**Source document:**
━━━━

- Born: Greensboro, North Carolina
- Education: Graduated from Davidson College J.D. from Yale Law School M.P.P. from Princeton University
- Occupations: Economic development strategist and credit union CEO
- Title: co-founder of the Center for Community Self-Help in Durham
- Spouse: Barbara Marie Wright
- Children: Justin and Carlyn

= Martin Daniel Eakes =

American businessman

Martin Daniel Eakes is an American economic development strategist, and credit union CEO.

Eakes grew up in Greensboro, North Carolina and graduated from Davidson College, where he majored in physics and philosophy, and holds a J.D. from Yale Law School and an M.P.P. from the Woodrow Wilson School of Public and International Affairs at Princeton University.

━━━━

**Material shown:**
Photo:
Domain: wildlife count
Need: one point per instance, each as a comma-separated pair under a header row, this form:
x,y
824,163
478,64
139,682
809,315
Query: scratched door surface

━━━━

**Problem to solve:** According to the Martin Daniel Eakes profile, what did Eakes major in at Davidson College? Answer from the Martin Daniel Eakes profile only, not from the records.

**Solution to this task:** Physics and philosophy.